WHAT IS ASKED: Extract each line of the material below that contains the string "Locate", matching case exactly.

Extracts from a box-labeled dataset:
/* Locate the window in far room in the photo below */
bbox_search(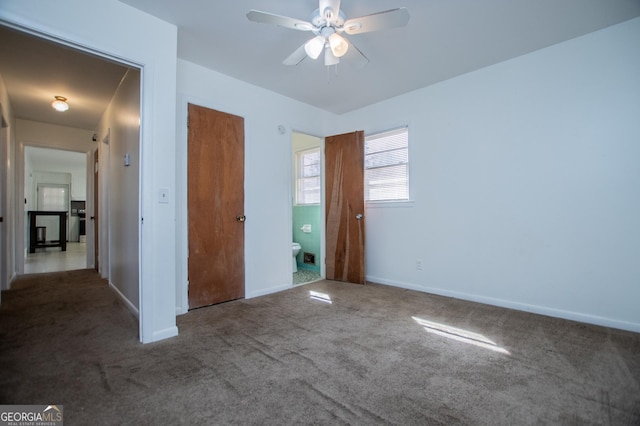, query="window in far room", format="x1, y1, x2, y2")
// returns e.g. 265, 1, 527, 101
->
364, 127, 409, 201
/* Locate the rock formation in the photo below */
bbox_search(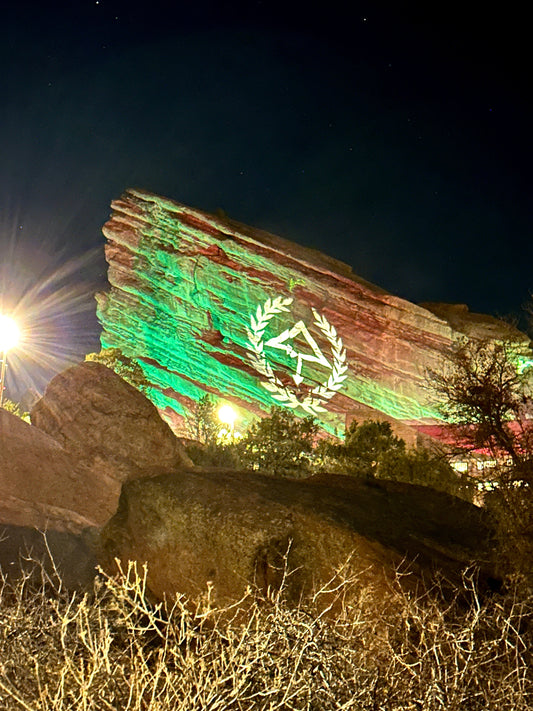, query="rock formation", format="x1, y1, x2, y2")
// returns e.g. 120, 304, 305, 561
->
0, 363, 490, 600
0, 408, 103, 533
98, 190, 522, 441
103, 470, 491, 600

EXERCISE RESULT:
/* Locate the window in far room in the photo below */
/* Locate the rock formation in the photo below */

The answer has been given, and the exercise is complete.